## Start

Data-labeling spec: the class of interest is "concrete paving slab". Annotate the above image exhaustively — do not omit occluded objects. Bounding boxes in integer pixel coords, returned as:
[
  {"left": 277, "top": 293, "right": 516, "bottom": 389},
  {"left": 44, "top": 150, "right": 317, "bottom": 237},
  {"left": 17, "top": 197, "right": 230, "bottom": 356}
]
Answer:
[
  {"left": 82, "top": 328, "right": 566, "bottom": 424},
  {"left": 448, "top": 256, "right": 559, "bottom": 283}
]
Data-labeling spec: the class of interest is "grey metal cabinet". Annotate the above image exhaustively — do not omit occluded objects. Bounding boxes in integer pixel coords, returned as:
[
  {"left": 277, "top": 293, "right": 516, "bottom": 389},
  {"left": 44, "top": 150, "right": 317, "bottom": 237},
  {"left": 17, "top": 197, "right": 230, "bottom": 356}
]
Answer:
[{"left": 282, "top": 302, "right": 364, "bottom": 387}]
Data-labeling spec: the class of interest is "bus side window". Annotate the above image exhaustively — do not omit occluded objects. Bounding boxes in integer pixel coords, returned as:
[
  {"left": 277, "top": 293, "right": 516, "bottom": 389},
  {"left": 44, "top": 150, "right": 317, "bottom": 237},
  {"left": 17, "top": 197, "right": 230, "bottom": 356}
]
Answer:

## End

=== What this task involves ===
Gather every line in the records above that contains the word "class", and copy each one out.

=== Answer ===
Data-labeling spec: the class of interest is "concrete paving slab". Annotate the above image exhaustively — do not omit occluded objects. Bounding boxes in integer pixel coords, returned as:
Data-labeling spec: the class of interest is "grey metal cabinet". Annotate the above image exhaustively — do not omit occluded objects. Bounding boxes in integer pixel coords, returned as:
Data-labeling spec: the class of interest is "bus side window". Annotate the above image exhaustively — do not omit occluded objects. Bounding boxes in integer pixel coords, returned as:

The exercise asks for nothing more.